(Items from a data source)
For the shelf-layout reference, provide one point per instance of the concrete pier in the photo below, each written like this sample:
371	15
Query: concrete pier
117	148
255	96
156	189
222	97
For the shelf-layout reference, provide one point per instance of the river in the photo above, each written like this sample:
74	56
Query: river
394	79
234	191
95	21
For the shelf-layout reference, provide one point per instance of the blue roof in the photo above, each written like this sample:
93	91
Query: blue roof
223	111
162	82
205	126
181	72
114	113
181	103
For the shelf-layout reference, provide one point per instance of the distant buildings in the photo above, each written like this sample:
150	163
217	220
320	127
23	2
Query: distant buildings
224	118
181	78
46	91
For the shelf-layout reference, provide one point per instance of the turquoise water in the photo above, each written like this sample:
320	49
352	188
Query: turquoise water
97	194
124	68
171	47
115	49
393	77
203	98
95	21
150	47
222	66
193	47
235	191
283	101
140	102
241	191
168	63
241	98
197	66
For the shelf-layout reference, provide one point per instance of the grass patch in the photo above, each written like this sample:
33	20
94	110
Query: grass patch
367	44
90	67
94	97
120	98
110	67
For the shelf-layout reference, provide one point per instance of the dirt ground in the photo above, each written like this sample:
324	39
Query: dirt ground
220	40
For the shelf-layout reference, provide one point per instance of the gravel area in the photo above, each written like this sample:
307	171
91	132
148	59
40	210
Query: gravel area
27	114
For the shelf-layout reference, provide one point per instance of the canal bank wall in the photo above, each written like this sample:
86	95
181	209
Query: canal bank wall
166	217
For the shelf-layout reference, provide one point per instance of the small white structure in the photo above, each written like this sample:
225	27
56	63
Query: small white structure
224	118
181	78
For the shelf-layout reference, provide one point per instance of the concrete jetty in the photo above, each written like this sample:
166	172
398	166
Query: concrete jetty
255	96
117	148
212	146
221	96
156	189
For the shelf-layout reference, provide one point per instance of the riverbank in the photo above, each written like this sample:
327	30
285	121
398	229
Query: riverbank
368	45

§ **GIVEN EXERCISE**
Reproduce all of the records above word for word, keeping every line unchanged and in its original order.

§ **ANSWER BELOW**
For the shelf-layout reference, provide one point per instance of the concrete pier in the photo below, each written like this sample:
371	15
Query: concrete pier
117	148
255	96
156	189
222	97
For the shelf-layout reference, provide one point per instance of the river in the photo above, each written like this sample:
74	56
Query: river
394	79
234	191
95	21
For the shelf-layout reference, provide one point per instance of the blue roof in the photo above, each written like this sample:
93	91
Query: blue roof
223	111
162	82
205	126
181	72
114	113
181	103
For the shelf-layout reference, provide one point per instance of the distant buildings in the photo above, each written like this sample:
150	163
217	220
320	127
23	2
Query: distant buildings
224	118
181	78
46	91
For the shelf-layout reference, provide one point per instance of the turquoise water in the photo above, each written like this sample:
320	49
352	188
Query: turquoise water
97	194
124	68
171	47
115	49
393	77
203	98
95	21
150	47
222	66
193	47
235	191
283	101
140	102
241	191
168	63
241	98
197	66
For the shelf-layout reference, provide one point per instance of the grass patch in the photo above, each written like this sample:
33	20
94	110
Query: grass patch
367	44
90	67
94	97
120	98
110	67
For the shelf-layout reference, provide one point per instance of the dirt ground in the photo above, each written like this sample:
324	39
Query: dirt ground
220	40
For the shelf-layout reference, provide one point per instance of the gravel area in the photo above, each written like this sample:
307	171
91	132
148	59
40	210
Query: gravel area
27	114
For the shelf-layout reference, provide one point per instance of the canal bank wall in the photo above, each written like this sample:
86	95
181	209
Query: canal bank wall
166	217
For the shelf-layout reference, provide one point per instance of the small white structure in the photo above, each written like this sample:
225	27
56	63
Query: small white structure
224	118
181	78
For the shelf-layout reference, provide one point per instance of the concrete jetty in the photo above, each written like this sample:
166	172
398	166
Query: concrete jetty
255	96
117	148
212	146
221	96
156	189
For the shelf-layout reference, provide one point per instance of the riverbank in the photo above, each written like this sample:
327	30
285	121
398	229
Query: riverbank
368	45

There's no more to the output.